What you will do
Without the pictures, print each of the records below exactly as it appears.

## Start Records provided

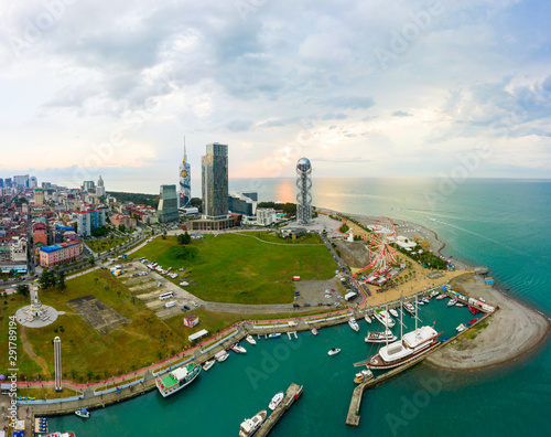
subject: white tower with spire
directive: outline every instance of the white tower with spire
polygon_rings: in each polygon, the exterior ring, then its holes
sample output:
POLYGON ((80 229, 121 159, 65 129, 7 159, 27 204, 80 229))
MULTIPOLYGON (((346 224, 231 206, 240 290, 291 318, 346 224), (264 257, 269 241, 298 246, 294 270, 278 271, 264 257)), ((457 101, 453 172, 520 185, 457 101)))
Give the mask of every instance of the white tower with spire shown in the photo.
POLYGON ((180 164, 180 189, 177 196, 179 207, 190 207, 192 201, 192 174, 191 166, 187 162, 187 153, 185 150, 185 137, 184 137, 184 158, 180 164))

## End Records provided

Task output
subject: white tower with spire
directive: outline every instance of the white tower with spire
polygon_rings: in each polygon, the exterior ring, then its holes
sample output:
POLYGON ((80 229, 121 159, 65 129, 7 159, 27 204, 80 229))
MULTIPOLYGON (((346 224, 231 206, 240 290, 291 318, 346 224), (264 257, 269 241, 298 246, 294 270, 278 271, 264 257)), ((457 101, 453 172, 520 185, 457 101)))
Give the mask of every instance of the white tower with spire shown in the photo.
POLYGON ((180 164, 180 189, 177 196, 179 207, 190 207, 192 201, 192 174, 191 166, 187 162, 187 153, 185 150, 185 137, 184 137, 184 158, 180 164))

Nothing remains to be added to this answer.